▸ **Exercise objective**: Swap every "put a dot" for "place a point" in the items below, then give all of them again with nothing else changed.

* BEGIN *

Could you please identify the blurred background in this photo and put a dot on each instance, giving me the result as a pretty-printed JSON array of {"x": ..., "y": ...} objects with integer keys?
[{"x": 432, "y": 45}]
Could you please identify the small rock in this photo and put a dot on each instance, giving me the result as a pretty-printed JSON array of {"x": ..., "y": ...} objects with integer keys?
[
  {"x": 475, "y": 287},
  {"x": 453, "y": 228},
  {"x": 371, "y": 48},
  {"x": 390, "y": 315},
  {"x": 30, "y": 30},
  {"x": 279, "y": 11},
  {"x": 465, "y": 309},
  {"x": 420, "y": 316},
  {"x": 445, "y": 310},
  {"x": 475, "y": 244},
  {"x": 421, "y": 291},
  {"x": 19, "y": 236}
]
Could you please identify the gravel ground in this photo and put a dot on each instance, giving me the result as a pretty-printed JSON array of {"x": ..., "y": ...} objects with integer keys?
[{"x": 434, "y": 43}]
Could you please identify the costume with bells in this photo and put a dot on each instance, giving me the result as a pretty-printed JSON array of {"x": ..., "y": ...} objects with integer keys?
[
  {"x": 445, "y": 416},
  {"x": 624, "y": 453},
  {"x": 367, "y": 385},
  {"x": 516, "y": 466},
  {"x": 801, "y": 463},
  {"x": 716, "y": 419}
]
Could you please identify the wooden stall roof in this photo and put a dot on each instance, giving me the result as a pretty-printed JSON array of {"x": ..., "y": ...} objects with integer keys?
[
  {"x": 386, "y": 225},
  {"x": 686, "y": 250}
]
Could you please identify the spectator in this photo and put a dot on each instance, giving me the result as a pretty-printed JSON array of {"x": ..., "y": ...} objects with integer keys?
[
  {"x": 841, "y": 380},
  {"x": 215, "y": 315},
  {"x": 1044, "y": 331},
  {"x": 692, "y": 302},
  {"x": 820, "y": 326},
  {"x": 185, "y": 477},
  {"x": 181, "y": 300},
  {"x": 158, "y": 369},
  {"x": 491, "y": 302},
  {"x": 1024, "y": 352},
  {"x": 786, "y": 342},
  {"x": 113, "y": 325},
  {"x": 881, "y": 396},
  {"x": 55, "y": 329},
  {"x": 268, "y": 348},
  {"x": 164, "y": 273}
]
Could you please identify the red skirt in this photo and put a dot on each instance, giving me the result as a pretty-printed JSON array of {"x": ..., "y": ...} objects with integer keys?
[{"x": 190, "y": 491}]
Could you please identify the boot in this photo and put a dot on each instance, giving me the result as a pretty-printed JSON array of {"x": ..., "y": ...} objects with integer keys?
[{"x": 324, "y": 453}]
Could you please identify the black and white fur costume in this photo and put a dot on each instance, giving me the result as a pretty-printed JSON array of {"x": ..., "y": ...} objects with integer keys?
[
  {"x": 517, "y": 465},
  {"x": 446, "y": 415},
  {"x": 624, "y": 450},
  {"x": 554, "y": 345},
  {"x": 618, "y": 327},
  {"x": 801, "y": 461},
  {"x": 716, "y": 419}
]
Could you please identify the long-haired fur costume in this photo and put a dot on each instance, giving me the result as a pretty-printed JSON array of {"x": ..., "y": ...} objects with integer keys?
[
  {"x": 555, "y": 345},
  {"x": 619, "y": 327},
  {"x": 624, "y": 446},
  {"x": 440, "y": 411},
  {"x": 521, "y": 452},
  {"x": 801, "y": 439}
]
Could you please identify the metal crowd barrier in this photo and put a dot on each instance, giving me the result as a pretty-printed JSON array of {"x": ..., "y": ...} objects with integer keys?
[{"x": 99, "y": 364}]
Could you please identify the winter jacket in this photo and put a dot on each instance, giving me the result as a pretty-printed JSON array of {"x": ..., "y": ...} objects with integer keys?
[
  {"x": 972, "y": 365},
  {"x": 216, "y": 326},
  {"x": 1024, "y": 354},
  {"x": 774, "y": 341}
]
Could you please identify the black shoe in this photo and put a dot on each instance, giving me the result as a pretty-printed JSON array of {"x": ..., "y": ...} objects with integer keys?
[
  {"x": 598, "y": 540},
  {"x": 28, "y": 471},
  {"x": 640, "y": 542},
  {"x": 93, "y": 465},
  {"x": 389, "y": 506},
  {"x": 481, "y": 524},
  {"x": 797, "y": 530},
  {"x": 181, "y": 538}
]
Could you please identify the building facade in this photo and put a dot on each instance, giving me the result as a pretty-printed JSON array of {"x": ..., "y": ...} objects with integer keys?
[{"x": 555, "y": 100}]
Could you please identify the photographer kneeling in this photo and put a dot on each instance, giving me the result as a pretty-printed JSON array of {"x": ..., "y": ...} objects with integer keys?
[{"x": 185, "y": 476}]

* END *

▸ **Written reply**:
Could you please identify the blurred background in this photo and place a point on each instance, giving me the result as a pretty-printed JSON array of {"x": ..., "y": ...} objects with integer keys?
[{"x": 432, "y": 45}]
Could you please identify the small rock in this photo and place a point on each instance, giving me the result as a pretty-printed JSON array of {"x": ..., "y": ...} objects with integer keys?
[
  {"x": 475, "y": 287},
  {"x": 453, "y": 228},
  {"x": 371, "y": 48},
  {"x": 390, "y": 315},
  {"x": 30, "y": 30},
  {"x": 279, "y": 11},
  {"x": 465, "y": 309},
  {"x": 420, "y": 316},
  {"x": 445, "y": 310},
  {"x": 475, "y": 244},
  {"x": 421, "y": 291},
  {"x": 19, "y": 236}
]
Could you please identify the gravel ground in this photo and place a point on each instance, giving me the result as a pretty-printed JSON array of {"x": ..., "y": ...} objects with integer keys?
[{"x": 434, "y": 43}]
Could you please identify the costume with bells in this photo and place a point on each instance, giving me the result as a pretty-printed JSON array of {"x": ..., "y": ...} objects with integer keys?
[
  {"x": 445, "y": 416},
  {"x": 624, "y": 453},
  {"x": 367, "y": 385},
  {"x": 516, "y": 466},
  {"x": 801, "y": 463},
  {"x": 716, "y": 419}
]
Could you please identify the wooden stall roof in this photo and place a point on each instance, giving me the result as a pretty-printed JSON array of {"x": ..., "y": ...} objects with integer keys?
[
  {"x": 386, "y": 225},
  {"x": 686, "y": 250}
]
Could you please identify the spectator in this photo and place a point on each instance, giving me the result as a pretty-printed JSON array of {"x": ..., "y": ...} objects with integer keys?
[
  {"x": 841, "y": 380},
  {"x": 215, "y": 315},
  {"x": 1044, "y": 331},
  {"x": 692, "y": 302},
  {"x": 820, "y": 326},
  {"x": 185, "y": 477},
  {"x": 181, "y": 300},
  {"x": 158, "y": 369},
  {"x": 491, "y": 302},
  {"x": 1024, "y": 352},
  {"x": 786, "y": 342},
  {"x": 113, "y": 325},
  {"x": 881, "y": 396},
  {"x": 55, "y": 329},
  {"x": 268, "y": 348},
  {"x": 164, "y": 273}
]
Could you please identify the red skirt in this photo and place a point on each instance, giving me the result as a pretty-printed JSON array of {"x": ..., "y": ...} objects with integer keys?
[{"x": 190, "y": 491}]
Could you please identify the boot in this photo and place a point on each instance, giving me the result as a pretty-printed JSON array of {"x": ..., "y": ...} objects with integer keys?
[{"x": 324, "y": 453}]
Could you please identify the black and white fur costume in this photo and place a point on each instance, giving me the result as a pretty-printed JSON array of {"x": ..., "y": ...} objects with integer keys?
[
  {"x": 517, "y": 465},
  {"x": 446, "y": 415},
  {"x": 624, "y": 450},
  {"x": 554, "y": 345},
  {"x": 618, "y": 327},
  {"x": 801, "y": 461},
  {"x": 716, "y": 419}
]
Could you please identify the long-haired fur costume in this photo and place a point on each instance, giving me the result as a pretty-printed JSON array of {"x": ..., "y": ...} objects with integer keys?
[
  {"x": 555, "y": 345},
  {"x": 619, "y": 327},
  {"x": 624, "y": 446},
  {"x": 440, "y": 411},
  {"x": 521, "y": 452},
  {"x": 801, "y": 439}
]
Could you please identify the metal crowd barrier in this photo and place a point on each instance, giving me the result as a pretty-printed JSON array of {"x": ..., "y": ...} objects with integer keys?
[{"x": 99, "y": 364}]
Could you please identify the winter jacket in this photo and place a point on each instance, giving me the result as a pretty-printed JSON array of {"x": ..., "y": ...} objects with integer keys?
[
  {"x": 972, "y": 365},
  {"x": 216, "y": 326},
  {"x": 1024, "y": 354},
  {"x": 774, "y": 341}
]
Could you please identify the black shoe in this photo and place a point on each instance, giving me the result as a pretty-printed JSON array of {"x": ..., "y": ...} objects with integer keys?
[
  {"x": 598, "y": 540},
  {"x": 28, "y": 471},
  {"x": 640, "y": 542},
  {"x": 93, "y": 465},
  {"x": 389, "y": 506},
  {"x": 481, "y": 524},
  {"x": 797, "y": 530},
  {"x": 181, "y": 538}
]
Could you please identify the building facade in this photo and place a point on each instance, giving me the result as a pretty-printed JSON array of {"x": ..., "y": ...} objects with integer keys?
[{"x": 555, "y": 100}]
Could you please identify the photographer kneeling in this photo and place a point on each instance, giving me the result as a pretty-printed JSON array of {"x": ..., "y": ...} objects with integer keys?
[{"x": 185, "y": 476}]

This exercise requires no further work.